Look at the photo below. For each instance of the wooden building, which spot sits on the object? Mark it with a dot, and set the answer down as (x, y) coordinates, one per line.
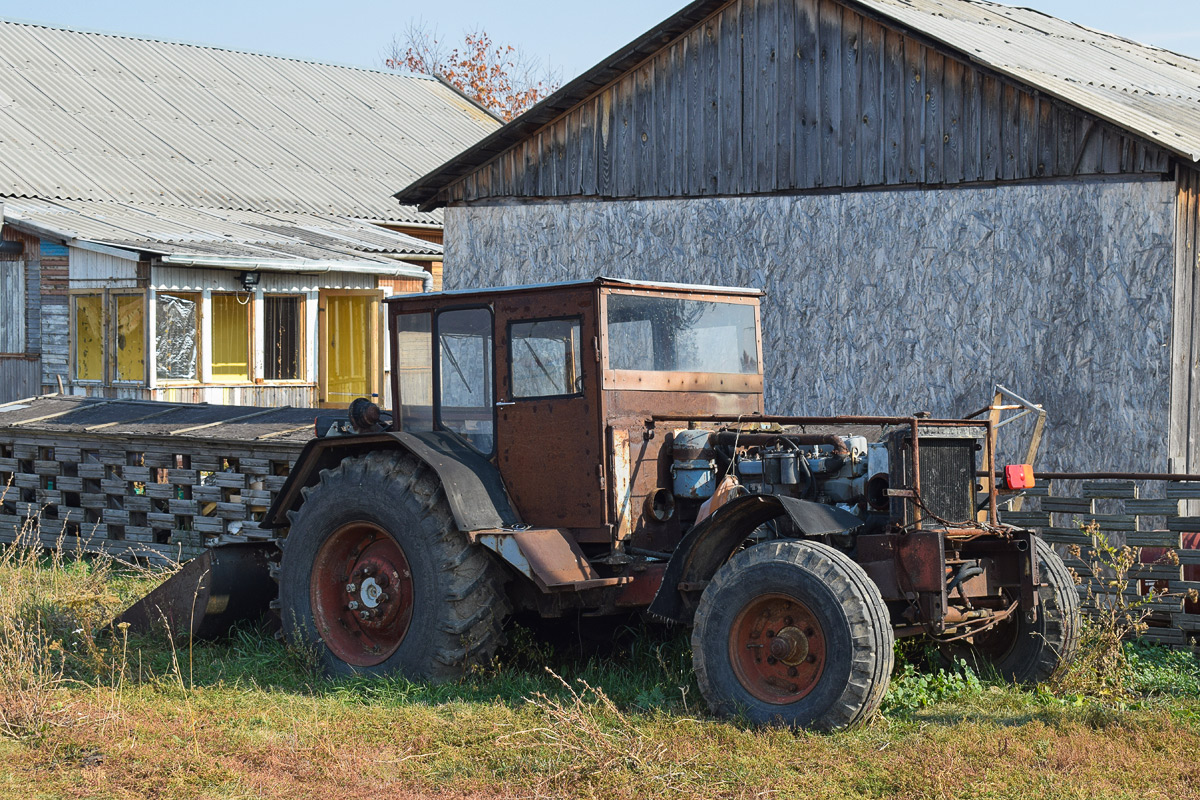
(936, 194)
(196, 224)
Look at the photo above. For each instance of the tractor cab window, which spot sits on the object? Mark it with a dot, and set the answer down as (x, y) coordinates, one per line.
(465, 376)
(545, 355)
(676, 335)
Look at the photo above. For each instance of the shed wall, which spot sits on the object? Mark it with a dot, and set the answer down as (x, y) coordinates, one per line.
(897, 301)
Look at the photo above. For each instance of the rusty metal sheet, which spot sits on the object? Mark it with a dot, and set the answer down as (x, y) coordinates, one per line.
(223, 585)
(550, 557)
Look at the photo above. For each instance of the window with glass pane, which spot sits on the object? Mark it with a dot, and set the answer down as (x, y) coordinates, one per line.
(465, 366)
(130, 344)
(413, 362)
(89, 337)
(545, 358)
(675, 335)
(177, 323)
(231, 337)
(281, 337)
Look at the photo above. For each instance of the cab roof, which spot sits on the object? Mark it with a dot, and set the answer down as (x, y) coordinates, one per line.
(600, 281)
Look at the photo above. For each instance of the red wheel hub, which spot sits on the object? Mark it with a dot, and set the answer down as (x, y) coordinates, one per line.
(777, 648)
(361, 591)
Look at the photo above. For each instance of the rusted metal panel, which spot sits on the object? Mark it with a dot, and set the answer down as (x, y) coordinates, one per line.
(549, 557)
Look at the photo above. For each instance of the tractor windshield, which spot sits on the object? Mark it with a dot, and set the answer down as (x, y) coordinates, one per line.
(676, 335)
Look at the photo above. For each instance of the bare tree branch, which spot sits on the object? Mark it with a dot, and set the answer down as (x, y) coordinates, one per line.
(496, 76)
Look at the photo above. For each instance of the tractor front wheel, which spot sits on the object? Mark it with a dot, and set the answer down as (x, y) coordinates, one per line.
(1023, 651)
(792, 633)
(376, 578)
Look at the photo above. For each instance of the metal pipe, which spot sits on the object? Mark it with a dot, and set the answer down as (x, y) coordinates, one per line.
(916, 475)
(991, 465)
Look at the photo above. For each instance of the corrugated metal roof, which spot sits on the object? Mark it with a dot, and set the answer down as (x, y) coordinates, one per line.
(180, 230)
(1143, 89)
(96, 116)
(1146, 90)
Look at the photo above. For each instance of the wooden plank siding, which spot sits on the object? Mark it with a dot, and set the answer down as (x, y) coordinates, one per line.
(1183, 440)
(791, 95)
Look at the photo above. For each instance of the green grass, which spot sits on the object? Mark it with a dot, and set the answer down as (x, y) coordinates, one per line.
(246, 717)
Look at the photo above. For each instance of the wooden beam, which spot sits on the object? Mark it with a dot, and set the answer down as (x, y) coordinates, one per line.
(231, 420)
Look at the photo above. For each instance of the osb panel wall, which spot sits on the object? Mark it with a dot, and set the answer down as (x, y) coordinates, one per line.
(903, 300)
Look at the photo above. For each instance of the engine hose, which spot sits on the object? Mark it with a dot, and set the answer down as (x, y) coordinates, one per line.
(967, 571)
(810, 483)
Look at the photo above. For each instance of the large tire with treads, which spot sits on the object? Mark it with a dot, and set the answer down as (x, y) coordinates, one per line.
(376, 578)
(793, 633)
(1030, 653)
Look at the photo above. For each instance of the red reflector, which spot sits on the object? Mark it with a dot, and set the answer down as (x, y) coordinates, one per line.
(1019, 476)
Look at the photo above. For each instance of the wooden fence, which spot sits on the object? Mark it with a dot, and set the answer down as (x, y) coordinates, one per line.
(166, 480)
(142, 479)
(1145, 515)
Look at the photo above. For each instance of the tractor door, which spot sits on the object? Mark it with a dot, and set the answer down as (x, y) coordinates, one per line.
(549, 434)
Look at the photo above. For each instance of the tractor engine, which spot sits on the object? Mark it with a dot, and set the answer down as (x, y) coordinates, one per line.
(839, 469)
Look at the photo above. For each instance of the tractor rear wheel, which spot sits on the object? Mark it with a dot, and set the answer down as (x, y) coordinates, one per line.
(376, 578)
(792, 633)
(1023, 651)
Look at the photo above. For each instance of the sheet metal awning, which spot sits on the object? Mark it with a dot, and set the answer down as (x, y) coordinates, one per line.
(225, 239)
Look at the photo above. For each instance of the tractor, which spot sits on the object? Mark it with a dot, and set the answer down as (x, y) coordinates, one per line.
(599, 447)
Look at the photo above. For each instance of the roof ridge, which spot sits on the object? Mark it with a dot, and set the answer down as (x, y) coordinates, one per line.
(160, 40)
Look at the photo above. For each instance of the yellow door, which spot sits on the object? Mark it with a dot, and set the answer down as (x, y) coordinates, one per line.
(351, 346)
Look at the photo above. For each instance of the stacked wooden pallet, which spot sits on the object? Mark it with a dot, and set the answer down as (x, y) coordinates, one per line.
(1150, 516)
(144, 479)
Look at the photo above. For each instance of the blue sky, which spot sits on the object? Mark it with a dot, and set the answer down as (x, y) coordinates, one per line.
(569, 35)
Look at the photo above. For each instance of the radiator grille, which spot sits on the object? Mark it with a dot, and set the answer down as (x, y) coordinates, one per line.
(947, 477)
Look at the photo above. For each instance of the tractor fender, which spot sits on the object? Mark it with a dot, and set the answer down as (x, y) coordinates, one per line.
(712, 542)
(472, 485)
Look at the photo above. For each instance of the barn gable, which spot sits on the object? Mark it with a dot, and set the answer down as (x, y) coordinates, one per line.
(771, 96)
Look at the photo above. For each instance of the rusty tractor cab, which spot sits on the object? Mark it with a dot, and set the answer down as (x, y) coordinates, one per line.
(600, 446)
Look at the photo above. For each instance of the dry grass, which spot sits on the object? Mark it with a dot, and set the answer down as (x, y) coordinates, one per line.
(88, 714)
(53, 606)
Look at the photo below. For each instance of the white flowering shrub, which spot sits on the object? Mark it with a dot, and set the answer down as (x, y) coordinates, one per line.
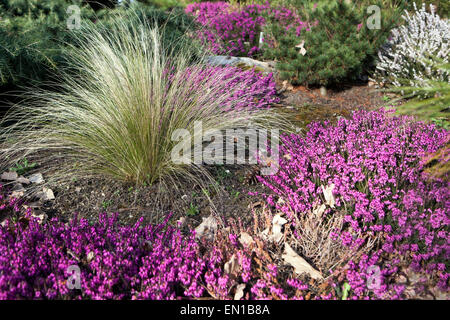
(409, 57)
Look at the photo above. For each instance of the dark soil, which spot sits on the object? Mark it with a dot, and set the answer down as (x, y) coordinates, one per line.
(90, 196)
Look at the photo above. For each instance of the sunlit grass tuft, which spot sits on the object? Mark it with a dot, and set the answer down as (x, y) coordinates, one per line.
(120, 101)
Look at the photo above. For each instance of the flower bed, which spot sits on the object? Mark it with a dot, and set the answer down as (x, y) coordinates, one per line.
(369, 169)
(236, 30)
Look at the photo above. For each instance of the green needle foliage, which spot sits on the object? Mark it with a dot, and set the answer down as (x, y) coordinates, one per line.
(428, 99)
(118, 106)
(339, 45)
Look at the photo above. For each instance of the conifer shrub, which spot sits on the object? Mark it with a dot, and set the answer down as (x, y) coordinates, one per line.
(336, 44)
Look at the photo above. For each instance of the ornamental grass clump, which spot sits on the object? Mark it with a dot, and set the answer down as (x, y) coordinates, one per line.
(370, 169)
(120, 102)
(235, 29)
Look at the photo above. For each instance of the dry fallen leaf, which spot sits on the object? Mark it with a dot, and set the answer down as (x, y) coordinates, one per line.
(328, 194)
(239, 291)
(300, 265)
(207, 228)
(277, 224)
(232, 266)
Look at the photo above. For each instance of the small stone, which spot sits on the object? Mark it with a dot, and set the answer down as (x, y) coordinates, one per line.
(41, 217)
(36, 178)
(9, 176)
(17, 194)
(23, 180)
(46, 194)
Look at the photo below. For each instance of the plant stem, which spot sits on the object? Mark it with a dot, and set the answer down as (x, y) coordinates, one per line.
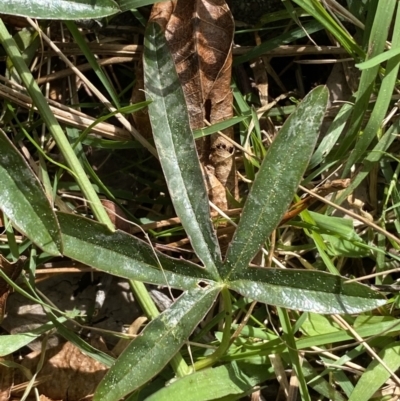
(226, 334)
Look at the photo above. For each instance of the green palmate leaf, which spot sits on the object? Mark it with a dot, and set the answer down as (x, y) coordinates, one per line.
(123, 255)
(159, 342)
(23, 201)
(278, 178)
(306, 290)
(176, 148)
(234, 379)
(60, 9)
(376, 375)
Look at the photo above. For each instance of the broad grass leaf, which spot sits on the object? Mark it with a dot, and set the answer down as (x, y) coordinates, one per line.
(277, 180)
(376, 375)
(306, 290)
(10, 343)
(24, 202)
(156, 345)
(60, 9)
(210, 384)
(123, 255)
(176, 148)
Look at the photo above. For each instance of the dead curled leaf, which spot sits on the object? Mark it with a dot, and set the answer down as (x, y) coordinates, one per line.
(200, 34)
(67, 373)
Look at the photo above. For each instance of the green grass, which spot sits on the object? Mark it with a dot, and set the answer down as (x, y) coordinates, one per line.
(331, 333)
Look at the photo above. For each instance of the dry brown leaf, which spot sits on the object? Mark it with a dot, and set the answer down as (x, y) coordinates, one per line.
(12, 270)
(73, 375)
(199, 34)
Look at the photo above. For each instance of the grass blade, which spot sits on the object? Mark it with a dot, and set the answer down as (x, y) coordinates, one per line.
(24, 202)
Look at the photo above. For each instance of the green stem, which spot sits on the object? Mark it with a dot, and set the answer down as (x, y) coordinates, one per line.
(293, 353)
(40, 102)
(142, 296)
(226, 334)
= = = = =
Exercise goal:
Rewrite the entries starting with the line that contains "green stem, which" and going on through the end of the entries, replacing "green stem" with "plant stem" and leaving everything else unchanged.

Response below:
Look at the photo above. For each instance of the plant stem, which spot sits on the object? Mark it with a dot, and set the answer down as (x, y) coordinates, one per line.
(293, 353)
(40, 102)
(142, 296)
(226, 334)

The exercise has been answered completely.